DO THIS. Convert every line of the records below into a Markdown table with two columns, Row and Record text, numbering each row and skipping blank lines. Leave the pictures out of the table.

DATA PROVIDED.
----------

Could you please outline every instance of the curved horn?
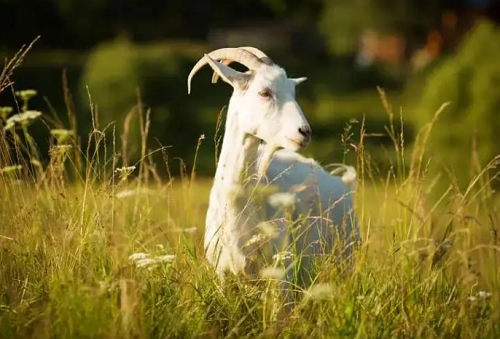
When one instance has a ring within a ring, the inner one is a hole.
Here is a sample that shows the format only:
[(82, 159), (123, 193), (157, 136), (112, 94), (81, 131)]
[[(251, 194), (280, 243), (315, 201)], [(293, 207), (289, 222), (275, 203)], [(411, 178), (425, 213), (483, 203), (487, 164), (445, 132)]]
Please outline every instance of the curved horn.
[[(266, 65), (273, 65), (274, 62), (271, 60), (270, 57), (268, 57), (266, 55), (266, 53), (262, 52), (260, 49), (258, 48), (255, 48), (255, 47), (250, 47), (250, 46), (245, 46), (245, 47), (238, 47), (240, 49), (244, 49), (246, 51), (249, 51), (250, 53), (254, 54), (257, 58), (259, 58), (260, 60), (262, 60), (263, 63), (265, 63)], [(230, 59), (224, 59), (221, 61), (224, 65), (229, 65), (230, 63), (233, 62), (233, 60), (230, 60)], [(214, 72), (214, 74), (212, 75), (212, 84), (215, 84), (217, 82), (217, 80), (219, 79), (219, 75)]]
[[(254, 70), (263, 64), (263, 61), (253, 53), (241, 48), (221, 48), (208, 54), (214, 60), (232, 60), (242, 64), (250, 70)], [(188, 76), (188, 93), (191, 92), (191, 79), (193, 76), (208, 63), (205, 57), (201, 58), (191, 69)]]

----------

EXERCISE RESULT.
| Row | Record text |
|---|---|
| 1 | Could you please outline every instance of the curved horn? |
| 2 | When one instance has a ring within a ring, the inner one is a hole. |
| 3 | Here is a sample that shows the format only: |
| 4 | [(82, 159), (123, 193), (157, 136), (112, 94), (81, 131)] |
| 5 | [[(251, 194), (280, 243), (315, 201)], [(293, 207), (289, 222), (275, 203)], [(411, 178), (425, 213), (483, 203), (487, 164), (445, 132)]] |
| 6 | Please outline every instance of the curved horn. |
| 7 | [[(266, 65), (273, 65), (274, 62), (271, 60), (270, 57), (268, 57), (266, 55), (266, 53), (262, 52), (260, 49), (258, 48), (255, 48), (255, 47), (250, 47), (250, 46), (245, 46), (245, 47), (238, 47), (240, 49), (244, 49), (246, 51), (249, 51), (250, 53), (254, 54), (257, 58), (259, 58), (260, 60), (262, 60), (263, 63), (265, 63)], [(230, 59), (224, 59), (221, 61), (224, 65), (229, 65), (230, 63), (233, 62), (233, 60), (230, 60)], [(214, 72), (214, 74), (212, 75), (212, 84), (215, 84), (217, 82), (217, 80), (219, 79), (219, 75)]] |
| 8 | [[(254, 70), (263, 64), (263, 61), (253, 53), (241, 48), (221, 48), (208, 54), (214, 60), (232, 60), (242, 64), (250, 70)], [(188, 76), (188, 93), (191, 92), (191, 79), (193, 76), (208, 63), (205, 57), (201, 58), (191, 69)]] |